[Rows from a pointing dataset]
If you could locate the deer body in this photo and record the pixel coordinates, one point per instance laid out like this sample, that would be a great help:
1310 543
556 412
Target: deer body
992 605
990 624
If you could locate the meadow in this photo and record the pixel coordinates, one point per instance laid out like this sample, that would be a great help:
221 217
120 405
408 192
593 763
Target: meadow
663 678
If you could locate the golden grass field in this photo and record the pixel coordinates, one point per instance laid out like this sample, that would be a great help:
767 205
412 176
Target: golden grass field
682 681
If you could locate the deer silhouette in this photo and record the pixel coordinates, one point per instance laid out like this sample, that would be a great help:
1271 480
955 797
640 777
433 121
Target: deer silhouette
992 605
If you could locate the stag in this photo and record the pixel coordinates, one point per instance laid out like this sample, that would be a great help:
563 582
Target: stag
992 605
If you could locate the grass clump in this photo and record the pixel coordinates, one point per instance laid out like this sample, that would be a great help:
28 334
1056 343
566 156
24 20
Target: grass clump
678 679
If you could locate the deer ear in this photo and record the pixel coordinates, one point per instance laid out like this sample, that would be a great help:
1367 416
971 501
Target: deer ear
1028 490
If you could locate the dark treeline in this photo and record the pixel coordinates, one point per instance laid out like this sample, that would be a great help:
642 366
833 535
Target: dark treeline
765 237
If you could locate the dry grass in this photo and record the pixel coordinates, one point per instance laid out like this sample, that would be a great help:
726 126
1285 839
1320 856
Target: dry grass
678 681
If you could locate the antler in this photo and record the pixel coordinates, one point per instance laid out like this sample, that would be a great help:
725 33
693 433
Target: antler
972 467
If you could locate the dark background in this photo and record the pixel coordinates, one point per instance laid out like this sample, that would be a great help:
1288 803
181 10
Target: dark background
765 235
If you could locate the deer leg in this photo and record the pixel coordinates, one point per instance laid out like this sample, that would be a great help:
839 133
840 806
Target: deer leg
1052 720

## Goal:
Rewrite the data above, swapping each "Target" for "Label" and leaving all else untouched.

## Answer below:
If you could locate the deer body in this photo and record the pixel coordinates, one point per instance laid out like this sample, that would be a great help:
1310 543
556 412
Label: deer body
992 605
990 624
If you could locate the meadow in this photo and record the pixel coordinates, one point per instance laid out like this sample, that would be a great help:
221 217
120 405
408 192
593 763
Label: meadow
663 678
If you could locate the golden grass field in this photo and record the pixel coordinates, one point per instance laid out like this sample, that would be a great help:
767 205
412 176
Label: golden grass field
682 681
If you could locate the deer silhouette in this photo and record the pixel coordinates, one point per instance laid out like this sample, that would be a great help:
1271 480
955 797
640 777
433 121
Label: deer silhouette
992 605
If you could locate the stag in this photo and record the pixel coordinates, one point per instance laid out like this sample, that would be a great help:
563 582
Label: stag
992 605
If you could locate the grass clump in this photo and record the pixel coordinates, one point per instance laid out like this sample, that would be a great help:
28 334
1056 343
566 156
24 20
Label: grass clump
678 679
If you could locate the deer ear in this photo and record the pixel coordinates, one point per instance laid out like this sample, that would be a great help:
1367 416
971 501
Label: deer ear
1028 490
If you could locate the dark treeline in this photo and record the pixel coordinates, one point per instance laid out like this sample, that would be a great help:
642 366
833 535
Label: dark treeline
765 237
If you could locate the dry grass in this photo and record the pixel coordinates, one point per instance laid out like this sample, that would be a great help:
726 126
1285 839
1320 856
Label: dry grass
678 681
If you could locate the antler in this photo and record the pixel coordinates, one point per instance laid out like this sample, that would be a great help:
725 33
693 433
Label: antler
972 467
If you could locate the dark background in this photo and record the pixel coordinates, one point per instance laid out like this sample, that would be a great help:
1288 803
181 10
Label: dark background
765 235
If you could locate the deer leg in this photo and record the pixel coordinates, one point per instance laid out like this sample, that would be a great help:
839 133
840 806
Label: deer leg
1052 720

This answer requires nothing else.